** WYMAGANIA ĆWICZENIA **
**A.** Na podstawie fragmentu o Huli odpowiedz krótko na poniższe pytania:
(i) Z czego wykonana jest konstrukcja peruki?
(ii) Ile czasu podobno zajmuje wykonanie ładnej peruki?
(iii) Przed czym chroni dym, gdy wypełnia izbę?
**B.** Kontynuuj fragment o Huli, zaczynając po jego ostatnim zdaniu.

** FRAGMENT DOKUMENTU **
■ ■ ■ ■

Cudzoziemcy nadali tutejszym mężczyznom przydomek Huli – wigmen czyli Huli – perukarze. A to ze względu na to, że podstawowym elementem ich tradycyjnego stroju są peruki bogato zdobione ptasimi piórami. – Z czego robi się perukę? Z włosów własnych, a także “pozyskanych” od żon i dzieci… Czasem dodaje się też wiotkie pióra kazuara – tutejszego strusia. Podobno na produkcję ładnej peruki trzeba poświęcić aż trzy lata żmudnej pracy. A szanująca się głowa rodziny powinna mieć tu trzy peruki – używane na różne okazje! Konstrukcja peruki wykonana jest ze sznurka. Nakłada się ją na zaokrąlony palik i następnie patyczkiem pracowicie przewleka się włosy przez poszczególne oczka. Gdy po latach pracy już wszystkie włosy są na swoich miejscach perukę zdobi sie dodatkowo kolorowymi piórami różnych papuaskich ptaków, także ptaków rajskich, kawałkami skóry i futra. Ściany chat wykonywane są tu z bambusowej plecionki, podobnie jak mata zastępująca podłogę. Strzechę dachową robią Huli z trzciny lub wysuszonych liści. Na środku głównej izby jest palenisko, w którym miejscowi między innymi pieką w popiele swoje słodkie ziemniaki. Nie ma żadnych kominów – dym uchodzi szczelinami w dachu, sprawiając, że sufit chaty jest czarny od sadzy. Z dymu, gdy wypełnia izbę jest jednak pewien pożytek. Otóż zabezpiecza on w znacznym stopniu przed moskitami, które szczególnie pod wieczór są tu bardzo dokuczliwe.

■ ■ ■ ■

** WIERSZE ZBIORU DANYCH **
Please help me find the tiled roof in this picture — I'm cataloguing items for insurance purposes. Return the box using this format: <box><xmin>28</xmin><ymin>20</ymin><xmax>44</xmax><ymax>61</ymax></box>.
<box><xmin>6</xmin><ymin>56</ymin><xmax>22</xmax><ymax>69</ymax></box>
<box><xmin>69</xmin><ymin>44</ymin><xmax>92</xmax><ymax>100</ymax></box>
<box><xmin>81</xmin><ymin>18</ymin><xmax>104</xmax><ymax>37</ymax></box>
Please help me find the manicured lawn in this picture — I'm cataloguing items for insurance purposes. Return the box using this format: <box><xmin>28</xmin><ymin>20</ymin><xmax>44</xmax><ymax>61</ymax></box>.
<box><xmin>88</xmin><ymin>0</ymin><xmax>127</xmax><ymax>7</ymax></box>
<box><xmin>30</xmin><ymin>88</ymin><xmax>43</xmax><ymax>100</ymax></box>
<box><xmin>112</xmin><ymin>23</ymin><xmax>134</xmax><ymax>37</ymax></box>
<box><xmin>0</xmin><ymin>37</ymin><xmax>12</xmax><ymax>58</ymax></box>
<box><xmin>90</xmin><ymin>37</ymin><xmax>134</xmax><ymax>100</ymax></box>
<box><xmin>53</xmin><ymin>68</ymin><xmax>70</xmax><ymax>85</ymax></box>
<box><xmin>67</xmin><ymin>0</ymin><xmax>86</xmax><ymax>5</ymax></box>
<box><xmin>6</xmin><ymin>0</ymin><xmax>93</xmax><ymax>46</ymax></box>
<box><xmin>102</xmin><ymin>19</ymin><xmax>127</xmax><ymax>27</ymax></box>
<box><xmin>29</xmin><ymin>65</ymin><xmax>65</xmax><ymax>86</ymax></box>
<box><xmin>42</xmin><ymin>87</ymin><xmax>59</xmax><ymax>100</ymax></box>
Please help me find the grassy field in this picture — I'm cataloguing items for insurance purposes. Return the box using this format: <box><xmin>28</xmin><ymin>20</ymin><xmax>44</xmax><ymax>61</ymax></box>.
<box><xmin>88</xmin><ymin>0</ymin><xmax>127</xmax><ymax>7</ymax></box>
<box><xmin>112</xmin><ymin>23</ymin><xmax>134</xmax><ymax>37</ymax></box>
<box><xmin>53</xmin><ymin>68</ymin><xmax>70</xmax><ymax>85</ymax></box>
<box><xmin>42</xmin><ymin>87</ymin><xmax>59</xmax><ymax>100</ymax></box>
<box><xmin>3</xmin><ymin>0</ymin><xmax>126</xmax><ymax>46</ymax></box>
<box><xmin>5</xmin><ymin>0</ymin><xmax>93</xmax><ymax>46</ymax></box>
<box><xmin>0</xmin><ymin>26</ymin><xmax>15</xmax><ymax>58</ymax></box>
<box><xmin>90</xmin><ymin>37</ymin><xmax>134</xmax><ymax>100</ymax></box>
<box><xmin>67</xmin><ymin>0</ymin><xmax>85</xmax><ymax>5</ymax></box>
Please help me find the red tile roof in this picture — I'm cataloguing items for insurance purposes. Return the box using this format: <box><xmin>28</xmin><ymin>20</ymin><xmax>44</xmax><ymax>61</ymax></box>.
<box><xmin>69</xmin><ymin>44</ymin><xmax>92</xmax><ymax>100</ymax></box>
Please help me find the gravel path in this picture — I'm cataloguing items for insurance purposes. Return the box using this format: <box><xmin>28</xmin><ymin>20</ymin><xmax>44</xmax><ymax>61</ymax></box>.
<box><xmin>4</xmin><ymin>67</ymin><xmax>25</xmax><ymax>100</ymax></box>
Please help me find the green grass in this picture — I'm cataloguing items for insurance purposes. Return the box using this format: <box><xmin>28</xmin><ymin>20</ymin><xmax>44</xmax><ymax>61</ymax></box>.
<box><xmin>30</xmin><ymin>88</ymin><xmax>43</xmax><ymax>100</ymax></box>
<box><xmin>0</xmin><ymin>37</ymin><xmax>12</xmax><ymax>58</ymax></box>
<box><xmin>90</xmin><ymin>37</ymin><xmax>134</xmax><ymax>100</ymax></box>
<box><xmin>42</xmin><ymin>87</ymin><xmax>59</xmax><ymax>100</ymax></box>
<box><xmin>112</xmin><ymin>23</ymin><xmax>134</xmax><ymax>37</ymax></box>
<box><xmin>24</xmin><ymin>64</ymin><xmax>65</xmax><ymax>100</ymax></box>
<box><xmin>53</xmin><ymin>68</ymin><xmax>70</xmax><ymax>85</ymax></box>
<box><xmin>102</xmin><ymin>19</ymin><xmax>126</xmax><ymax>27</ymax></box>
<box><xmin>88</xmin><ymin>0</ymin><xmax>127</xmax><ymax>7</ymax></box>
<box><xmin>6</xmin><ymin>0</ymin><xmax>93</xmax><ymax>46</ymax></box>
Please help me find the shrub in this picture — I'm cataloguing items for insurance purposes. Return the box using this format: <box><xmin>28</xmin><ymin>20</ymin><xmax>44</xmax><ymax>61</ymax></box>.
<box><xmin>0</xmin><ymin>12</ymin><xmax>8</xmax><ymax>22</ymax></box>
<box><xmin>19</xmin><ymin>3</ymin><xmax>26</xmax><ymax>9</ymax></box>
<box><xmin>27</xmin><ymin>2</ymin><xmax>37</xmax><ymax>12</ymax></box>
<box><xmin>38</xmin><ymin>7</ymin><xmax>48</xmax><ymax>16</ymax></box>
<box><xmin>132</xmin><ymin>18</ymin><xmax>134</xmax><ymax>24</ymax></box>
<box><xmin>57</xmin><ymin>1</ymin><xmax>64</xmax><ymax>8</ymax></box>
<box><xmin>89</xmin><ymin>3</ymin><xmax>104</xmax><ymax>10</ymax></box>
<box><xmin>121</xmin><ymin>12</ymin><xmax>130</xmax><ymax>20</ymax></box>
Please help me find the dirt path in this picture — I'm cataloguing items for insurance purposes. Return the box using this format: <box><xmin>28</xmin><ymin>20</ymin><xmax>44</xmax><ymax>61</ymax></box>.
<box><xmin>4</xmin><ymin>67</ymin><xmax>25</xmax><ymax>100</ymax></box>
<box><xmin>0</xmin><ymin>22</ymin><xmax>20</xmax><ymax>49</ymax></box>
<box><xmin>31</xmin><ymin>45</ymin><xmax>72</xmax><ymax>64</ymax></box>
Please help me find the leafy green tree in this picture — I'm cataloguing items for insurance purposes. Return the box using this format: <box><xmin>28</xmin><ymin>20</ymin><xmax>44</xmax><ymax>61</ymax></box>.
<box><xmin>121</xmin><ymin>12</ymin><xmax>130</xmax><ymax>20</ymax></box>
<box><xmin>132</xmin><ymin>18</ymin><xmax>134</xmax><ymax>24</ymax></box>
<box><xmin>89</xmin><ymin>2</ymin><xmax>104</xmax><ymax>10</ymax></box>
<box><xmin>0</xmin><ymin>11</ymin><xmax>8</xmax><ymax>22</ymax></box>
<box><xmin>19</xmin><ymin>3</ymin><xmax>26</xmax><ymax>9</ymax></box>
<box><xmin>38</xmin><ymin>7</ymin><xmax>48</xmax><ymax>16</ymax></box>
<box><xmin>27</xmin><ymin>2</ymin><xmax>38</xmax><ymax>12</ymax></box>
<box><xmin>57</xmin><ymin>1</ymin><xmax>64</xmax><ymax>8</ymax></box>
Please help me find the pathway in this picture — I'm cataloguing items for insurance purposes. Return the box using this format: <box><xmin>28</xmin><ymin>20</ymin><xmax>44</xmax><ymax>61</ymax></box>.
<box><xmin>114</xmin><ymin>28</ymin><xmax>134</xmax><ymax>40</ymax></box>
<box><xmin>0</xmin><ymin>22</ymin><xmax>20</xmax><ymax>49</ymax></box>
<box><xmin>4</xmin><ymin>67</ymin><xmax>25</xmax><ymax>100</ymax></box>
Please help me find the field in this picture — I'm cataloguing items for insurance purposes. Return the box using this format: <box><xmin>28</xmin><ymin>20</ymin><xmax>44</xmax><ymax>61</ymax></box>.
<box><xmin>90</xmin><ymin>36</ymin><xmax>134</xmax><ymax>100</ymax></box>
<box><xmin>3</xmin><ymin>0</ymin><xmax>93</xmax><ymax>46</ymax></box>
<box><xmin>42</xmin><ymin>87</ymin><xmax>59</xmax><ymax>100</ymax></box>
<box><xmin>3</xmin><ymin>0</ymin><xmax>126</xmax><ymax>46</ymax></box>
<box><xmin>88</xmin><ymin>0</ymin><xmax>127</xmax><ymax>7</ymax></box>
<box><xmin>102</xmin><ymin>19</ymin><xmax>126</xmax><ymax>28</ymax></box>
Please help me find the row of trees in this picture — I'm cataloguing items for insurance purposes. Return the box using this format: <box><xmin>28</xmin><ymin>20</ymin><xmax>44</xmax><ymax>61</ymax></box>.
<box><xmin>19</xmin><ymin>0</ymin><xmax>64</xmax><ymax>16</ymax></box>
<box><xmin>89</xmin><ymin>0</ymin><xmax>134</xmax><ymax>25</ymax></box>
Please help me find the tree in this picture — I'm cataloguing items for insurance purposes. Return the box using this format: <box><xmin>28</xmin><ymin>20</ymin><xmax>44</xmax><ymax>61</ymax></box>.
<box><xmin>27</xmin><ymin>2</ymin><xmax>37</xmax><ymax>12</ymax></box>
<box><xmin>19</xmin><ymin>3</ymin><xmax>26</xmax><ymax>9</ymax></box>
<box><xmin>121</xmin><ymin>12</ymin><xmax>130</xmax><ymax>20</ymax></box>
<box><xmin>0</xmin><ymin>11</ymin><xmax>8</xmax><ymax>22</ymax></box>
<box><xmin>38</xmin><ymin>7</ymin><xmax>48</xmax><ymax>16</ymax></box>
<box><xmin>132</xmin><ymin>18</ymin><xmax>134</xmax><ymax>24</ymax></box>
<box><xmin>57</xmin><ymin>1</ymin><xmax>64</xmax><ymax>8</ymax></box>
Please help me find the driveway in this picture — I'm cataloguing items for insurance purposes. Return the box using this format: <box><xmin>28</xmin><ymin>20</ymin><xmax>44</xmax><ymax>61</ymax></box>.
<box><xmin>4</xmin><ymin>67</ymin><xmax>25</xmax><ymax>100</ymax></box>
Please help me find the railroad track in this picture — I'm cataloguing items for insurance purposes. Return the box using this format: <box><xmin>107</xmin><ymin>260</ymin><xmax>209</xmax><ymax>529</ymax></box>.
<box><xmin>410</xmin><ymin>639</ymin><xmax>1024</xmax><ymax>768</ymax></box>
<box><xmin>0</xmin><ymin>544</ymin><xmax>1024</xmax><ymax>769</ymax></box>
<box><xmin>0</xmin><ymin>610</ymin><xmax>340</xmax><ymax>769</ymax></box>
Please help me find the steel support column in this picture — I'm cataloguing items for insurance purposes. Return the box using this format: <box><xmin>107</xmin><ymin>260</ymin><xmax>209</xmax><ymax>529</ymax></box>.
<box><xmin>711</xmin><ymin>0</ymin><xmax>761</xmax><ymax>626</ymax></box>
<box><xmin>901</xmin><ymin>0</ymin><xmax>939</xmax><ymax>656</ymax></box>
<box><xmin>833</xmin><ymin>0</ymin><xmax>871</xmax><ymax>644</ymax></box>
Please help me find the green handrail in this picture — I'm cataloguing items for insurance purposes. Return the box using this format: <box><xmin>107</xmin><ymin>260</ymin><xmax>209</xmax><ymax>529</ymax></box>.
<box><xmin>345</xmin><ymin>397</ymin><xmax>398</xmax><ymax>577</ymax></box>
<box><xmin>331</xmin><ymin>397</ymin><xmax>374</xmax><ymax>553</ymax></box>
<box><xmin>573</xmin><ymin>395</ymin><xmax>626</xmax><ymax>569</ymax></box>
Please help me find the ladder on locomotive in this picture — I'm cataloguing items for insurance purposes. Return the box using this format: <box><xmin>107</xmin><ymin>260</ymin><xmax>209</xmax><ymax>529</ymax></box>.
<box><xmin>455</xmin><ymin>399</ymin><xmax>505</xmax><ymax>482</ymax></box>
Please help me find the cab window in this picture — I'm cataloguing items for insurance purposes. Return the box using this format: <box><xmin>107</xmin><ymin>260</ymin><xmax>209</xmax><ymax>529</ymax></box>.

■ ■ ■ ■

** ODPOWIEDZI **
**A.**
(i) Ze sznurka.
(ii) Aż trzy lata żmudnej pracy.
(iii) W znacznym stopniu przed moskitami.

**B.**
Podczas naszych odwiedzin w zagrodzie pojawił się sąsiad – wojownik z misternie pomalowaną twarzą. Zauważył pewnie, że w okolicy kręcą się turyści. Wie, że to okazja, aby zarobić parę kina. Demonstruje nam sztylet z kości kazuara i swój dwumetrowy łuk, wykonany z drewna black palm. Cięciwa tej broni, ku naszemu zdumieniu zrobiona jest nie ze sznurka, ale z pasma bambusa. Próbowałem naciągnąć taki łuk – trzeba do tego znacznej siły… Huli aby założyć bambusową cięciwę całą siłą napierają nogą na drzewce łuku – a i tak nie za każdym razem im się to udaje. Nawet podczas wykonywania na siedząco ręcznych robótek kobiety nie zdejmują zaczepionego nieco powyzej czoła bilumu. Bilum to popularna tu torba w której nosi się rzeczy codziennego użytku. Najczęściej utkana jest z włóczki barwionej na wszystkie kolory tęczy. Pasek takiej torby tworzy jednocześnie przepaskę na czole, czasem zawiązaną dodatkowo w misterny węzeł. Reszta wraz z zawartością sakwy zwisa na plecach.

Widzieliśmy sing-sing, czyli tańce połączone ze śpiewami, wykonywane przez miejscową ludność. Tancerze występują w bogato zdobionych, tradycyjnych strojach. Dwa razy do roku: w Goroce i Mount Hagen odbywają się festiwale tzw. shows, na które przybywają setki odświętnie przybranych i wymalowanych tancerzy z najodleglejszych wiosek. Nasz sing-sing był oczywiście o wiele skromniejszy. Na trawiastej polance pod kępą wysokich bambusów pojawiło się czterech rosłych Huli. Ich wysokie peruki ozdobione były dodatkowo długimi piórami pochodzącymi z ogonów rajskich ptaków. Niezbyt dynamiczne tańce trwały jakieś dwa kwadranse.

Wspólnym językiem Pauasów, używających przecież kilkuset różnych narzeczy stał się pidgin – pomysłowo uproszczona mieszanina angielskiego, niemieckiego i Bóg wie czego jeszcze… Nie jest to bogaty język; w pidginie występuje zaledwie około 1300 słów, a brzmienie niektórych spośród nich może naprawdę rozbawić turystę, gdyż przypomina sposób mówienia dzieci. Na przykład sypialnia to w pidgin rum slip, gazeta – niuspepa, cukier – suga, a zdjęcie – poto.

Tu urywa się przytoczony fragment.